* **MATERIAL FOR THE TASK**
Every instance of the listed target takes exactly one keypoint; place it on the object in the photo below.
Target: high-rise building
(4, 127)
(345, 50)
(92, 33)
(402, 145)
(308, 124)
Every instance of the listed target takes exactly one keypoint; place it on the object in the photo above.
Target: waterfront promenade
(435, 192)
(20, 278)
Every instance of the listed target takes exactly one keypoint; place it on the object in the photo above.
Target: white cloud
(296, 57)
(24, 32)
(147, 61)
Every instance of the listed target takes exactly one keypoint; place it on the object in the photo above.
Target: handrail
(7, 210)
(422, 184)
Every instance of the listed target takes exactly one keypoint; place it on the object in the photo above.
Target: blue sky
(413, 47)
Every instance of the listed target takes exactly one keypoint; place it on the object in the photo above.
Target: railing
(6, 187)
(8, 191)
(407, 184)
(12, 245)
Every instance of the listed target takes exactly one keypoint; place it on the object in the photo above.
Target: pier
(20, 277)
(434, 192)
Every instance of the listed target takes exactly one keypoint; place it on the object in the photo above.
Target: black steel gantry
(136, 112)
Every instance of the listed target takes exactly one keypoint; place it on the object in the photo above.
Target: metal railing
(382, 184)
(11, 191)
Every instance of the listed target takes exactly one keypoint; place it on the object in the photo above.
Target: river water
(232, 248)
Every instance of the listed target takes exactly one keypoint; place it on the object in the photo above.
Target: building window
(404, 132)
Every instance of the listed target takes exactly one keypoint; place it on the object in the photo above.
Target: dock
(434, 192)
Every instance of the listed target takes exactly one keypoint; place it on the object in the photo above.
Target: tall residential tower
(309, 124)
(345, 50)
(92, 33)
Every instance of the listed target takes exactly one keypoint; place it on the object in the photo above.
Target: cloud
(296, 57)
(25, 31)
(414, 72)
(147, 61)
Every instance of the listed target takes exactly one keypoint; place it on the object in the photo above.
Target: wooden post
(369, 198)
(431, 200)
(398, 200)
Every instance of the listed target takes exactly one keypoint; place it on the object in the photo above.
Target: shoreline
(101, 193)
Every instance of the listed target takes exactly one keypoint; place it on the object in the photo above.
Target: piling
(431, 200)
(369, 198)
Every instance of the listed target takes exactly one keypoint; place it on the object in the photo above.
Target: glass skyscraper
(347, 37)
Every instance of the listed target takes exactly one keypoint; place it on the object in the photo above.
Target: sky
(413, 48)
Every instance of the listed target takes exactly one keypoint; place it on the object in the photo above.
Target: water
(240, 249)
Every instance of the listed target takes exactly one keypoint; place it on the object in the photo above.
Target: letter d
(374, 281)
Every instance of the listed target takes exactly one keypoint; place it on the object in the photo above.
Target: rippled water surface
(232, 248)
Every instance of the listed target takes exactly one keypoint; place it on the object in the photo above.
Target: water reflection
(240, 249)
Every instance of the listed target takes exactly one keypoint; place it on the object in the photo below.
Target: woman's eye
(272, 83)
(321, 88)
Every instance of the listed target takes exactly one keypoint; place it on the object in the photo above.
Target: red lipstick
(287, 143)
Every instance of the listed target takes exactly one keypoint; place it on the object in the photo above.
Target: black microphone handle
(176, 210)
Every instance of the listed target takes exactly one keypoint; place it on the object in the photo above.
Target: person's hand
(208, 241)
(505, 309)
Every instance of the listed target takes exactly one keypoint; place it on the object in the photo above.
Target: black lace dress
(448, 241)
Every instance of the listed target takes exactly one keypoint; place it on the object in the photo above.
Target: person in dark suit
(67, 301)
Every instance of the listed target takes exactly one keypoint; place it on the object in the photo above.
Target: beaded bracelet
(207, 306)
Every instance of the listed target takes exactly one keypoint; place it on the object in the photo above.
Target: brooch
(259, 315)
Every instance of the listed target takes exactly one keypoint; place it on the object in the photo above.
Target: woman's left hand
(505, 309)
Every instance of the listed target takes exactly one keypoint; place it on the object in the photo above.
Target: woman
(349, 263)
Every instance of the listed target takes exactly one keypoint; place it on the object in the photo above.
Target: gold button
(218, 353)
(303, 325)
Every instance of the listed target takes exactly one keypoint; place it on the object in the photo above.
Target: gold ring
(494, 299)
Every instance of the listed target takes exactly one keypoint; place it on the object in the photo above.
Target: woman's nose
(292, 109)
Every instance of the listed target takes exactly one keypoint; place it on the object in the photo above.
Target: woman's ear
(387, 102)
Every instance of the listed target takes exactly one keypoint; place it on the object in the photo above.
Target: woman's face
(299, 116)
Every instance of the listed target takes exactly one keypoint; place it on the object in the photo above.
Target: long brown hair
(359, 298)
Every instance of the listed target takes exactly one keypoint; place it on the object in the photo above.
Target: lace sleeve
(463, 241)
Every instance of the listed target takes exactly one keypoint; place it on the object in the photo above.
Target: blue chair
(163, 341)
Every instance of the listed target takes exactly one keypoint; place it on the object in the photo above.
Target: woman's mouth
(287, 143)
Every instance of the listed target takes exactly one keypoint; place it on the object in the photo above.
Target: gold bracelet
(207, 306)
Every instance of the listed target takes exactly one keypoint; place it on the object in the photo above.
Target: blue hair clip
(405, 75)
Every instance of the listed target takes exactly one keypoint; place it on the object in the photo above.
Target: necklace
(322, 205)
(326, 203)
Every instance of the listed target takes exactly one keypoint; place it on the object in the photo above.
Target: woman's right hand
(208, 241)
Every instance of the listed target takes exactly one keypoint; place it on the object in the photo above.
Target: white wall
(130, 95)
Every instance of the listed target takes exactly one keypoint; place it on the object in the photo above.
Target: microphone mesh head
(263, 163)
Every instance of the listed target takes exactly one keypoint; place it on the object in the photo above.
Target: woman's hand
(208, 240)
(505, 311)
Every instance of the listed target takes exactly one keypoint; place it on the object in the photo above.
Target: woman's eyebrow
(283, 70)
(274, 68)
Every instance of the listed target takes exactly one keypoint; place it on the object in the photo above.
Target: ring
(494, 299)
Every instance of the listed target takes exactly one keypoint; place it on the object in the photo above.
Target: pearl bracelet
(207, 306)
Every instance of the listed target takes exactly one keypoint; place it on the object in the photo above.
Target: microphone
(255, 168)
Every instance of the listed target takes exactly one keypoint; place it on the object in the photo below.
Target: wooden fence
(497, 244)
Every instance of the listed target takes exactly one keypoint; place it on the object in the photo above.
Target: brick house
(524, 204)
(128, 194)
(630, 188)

* **HOW TO COMPLETE THIS TASK**
Starting with the first entry and ending with the last, give all of them again unchanged.

* **SOLUTION TO THE PROBLEM**
Every instance of the listed target takes exactly one keypoint; place it on the object in the photo below.
Target: high-rise building
(4, 127)
(345, 50)
(92, 33)
(402, 145)
(308, 124)
Every instance of the listed target takes exactly one keypoint; place it on the object in the photo above.
Target: waterfront promenade
(435, 192)
(20, 278)
Every instance of the listed target takes exactly one keypoint; place it on the object in the photo above.
Target: white cloud
(296, 57)
(24, 32)
(147, 61)
Every instance of the listed target takes exactly one keypoint; place it on the object in the photo above.
Target: handrail
(7, 210)
(422, 184)
Every instance of the listed target takes exactly one keypoint; place it on the object in the photo above.
Target: blue sky
(413, 47)
Every instance of the listed target takes exactly one keypoint; place it on the object in the photo above.
Target: railing
(6, 187)
(8, 191)
(407, 184)
(12, 245)
Every instance of the listed target takes exactly one keypoint; place it on the object in the photo above.
Target: pier
(20, 277)
(434, 192)
Every instance of the listed target takes exactly one keypoint; place it on the object in the photo above.
Target: black steel gantry
(136, 112)
Every instance of the listed target takes exactly one keypoint; place it on the object in the photo above.
Target: metal railing
(382, 184)
(11, 191)
Every instance of the listed target takes exactly one keypoint; place it on the object in the photo above.
Target: river water
(232, 248)
Every instance of the listed target takes exactly one keypoint; place it on the object in the photo above.
Target: building window
(404, 132)
Every instance of the listed target takes exactly one keypoint; place it on the object in the photo above.
Target: dock
(434, 192)
Every instance of the listed target takes exactly one keypoint; place it on the object in the photo above.
Target: tall residential tower
(309, 124)
(345, 50)
(92, 33)
Every instance of the listed target takes exactly one keypoint; place it on the object in the photo above.
Target: cloud
(296, 57)
(25, 31)
(414, 72)
(147, 61)
Every instance of the listed target takes exactly one keypoint; place it on the object in the photo above.
Target: wooden post
(369, 198)
(431, 200)
(398, 200)
Every instance of the listed target takes exactly one keypoint; place it on the object in the photo above.
Target: shoreline
(101, 193)
Every instance of the listed target takes exactly one keypoint; place it on the object in the photo above.
Target: piling
(431, 200)
(369, 198)
Every instance of the listed target takes exactly one keypoint; place it on the object in the photo above.
Target: glass skyscraper
(347, 37)
Every instance of the listed target takes exactly one keypoint; place it on the object in the photo above.
Target: sky
(413, 48)
Every instance of the listed target takes exactly one keypoint; place it on the object in the photo above.
Target: water
(240, 249)
Every instance of the listed target takes exactly one keypoint; place it on the object in the photo above.
Target: letter d
(374, 281)
Every instance of the listed target takes exactly one keypoint; place it on the object in the photo above.
Target: rippled water surface
(232, 248)
Every instance of the listed target takes exactly one keypoint; place it on the object in the photo above.
Target: water reflection
(240, 249)
Every instance of the listed target takes exactly one keypoint; place it on the object in the photo below.
Target: woman's eye
(272, 83)
(321, 88)
Every instance of the listed target takes exactly one keypoint; place it on the object in the photo above.
Target: red lipstick
(287, 143)
Every instance of the listed target takes exactly one keypoint; place it on the object in the photo above.
Target: black microphone handle
(176, 210)
Every instance of the listed target takes exactly one keypoint; place it on the object in the photo above.
Target: person's hand
(208, 241)
(505, 309)
Every instance of the listed target takes exactly one keypoint; place it on the object in the photo above.
Target: black lace dress
(448, 241)
Every instance of the listed target takes exactly one keypoint; place it on the object in the photo above.
Target: person in dark suit
(67, 301)
Every instance of the listed target takes exactly one keypoint; place it on the object in the photo above.
Target: beaded bracelet
(207, 306)
Every instance of the listed target takes exactly one keypoint; place it on the object in the photo above.
Target: brooch
(259, 315)
Every instance of the listed target takes exactly one keypoint; place it on the object in the photo above.
Target: woman's left hand
(505, 309)
Every instance of the listed target takes exactly one keypoint; place it on the object in the photo above.
Target: woman
(349, 263)
Every instance of the listed target takes exactly one keypoint; place it on the object in the photo above.
Target: gold button
(218, 353)
(303, 325)
Every instance of the listed target takes exactly one keypoint; place it on the object in the photo above.
Target: gold ring
(494, 299)
Every instance of the listed target takes exactly one keypoint; place it on the object in the photo above.
Target: woman's nose
(292, 109)
Every instance of the listed target takes exactly one keypoint; place it on the object in the photo above.
Target: woman's ear
(387, 102)
Every instance of the listed target takes exactly one keypoint; place it on the object in the photo above.
Target: woman's face
(299, 116)
Every instance of the listed target takes exactly one keypoint; place it on the object in the photo above.
Target: long brown hair
(359, 298)
Every instance of the listed target takes exactly one keypoint; place it on the object in the photo above.
Target: lace sleeve
(463, 241)
Every instance of the listed target takes exactly one keypoint; place it on the object in the photo above.
Target: blue chair
(163, 341)
Every instance of the listed target takes exactly one keypoint; place it on the object in the photo above.
Target: woman's mouth
(287, 143)
Every instance of the listed target takes exactly one keypoint; place it on the object in the photo above.
Target: gold bracelet
(207, 306)
Every instance of the listed target takes exactly one keypoint; place it on the object in the photo above.
Target: blue hair clip
(405, 75)
Every instance of the listed target takes exactly one keypoint; place it on the object in the photo above.
Target: necklace
(322, 205)
(326, 203)
Every instance of the listed target takes exactly one keypoint; place it on the object in the photo above.
Target: woman's right hand
(208, 241)
Every instance of the listed target takes exactly one keypoint; place it on the object in the photo above.
Target: white wall
(130, 95)
Every instance of the listed target takes exactly one keypoint; place it on the object in the photo above.
Target: microphone mesh head
(263, 163)
Every instance of the listed target takes exactly one keypoint; place it on the object in the photo above.
Target: woman's hand
(208, 240)
(505, 311)
Every instance of the listed target takes exactly one keypoint; place it on the object in the photo above.
Target: woman's eyebrow
(283, 70)
(274, 68)
Every instance of the listed target takes exactly one keypoint; place it on the object in the photo above.
Target: ring
(494, 299)
Every instance of the listed target takes exactly one keypoint; place it on the object in the photo above.
Target: pearl bracelet
(207, 306)
Every instance of the listed target takes exactly one keypoint; place it on the object in the photo above.
Target: microphone
(255, 168)
Every instance of the listed target takes exactly one keypoint; place it on the object in the photo below.
Target: wooden fence
(497, 244)
Every instance of the listed target takes exactly one keypoint; place it on the object in the photo above.
Target: brick house
(524, 204)
(128, 194)
(630, 188)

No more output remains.